Work instruction: All of the data below should be printed again word for word, pictures excluded.
--- Information Enclosed Below ---
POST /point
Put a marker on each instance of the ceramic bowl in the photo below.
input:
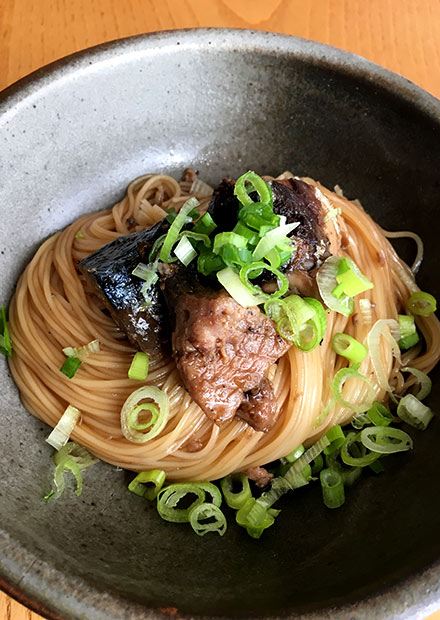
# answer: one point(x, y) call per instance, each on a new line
point(72, 136)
--- End of Enclosed Information ---
Solved exercise:
POST /point
Put a marker on each instance of the ceramic bowl in the photo below.
input:
# answer: one point(x, y) call per instance, each on a new line
point(72, 136)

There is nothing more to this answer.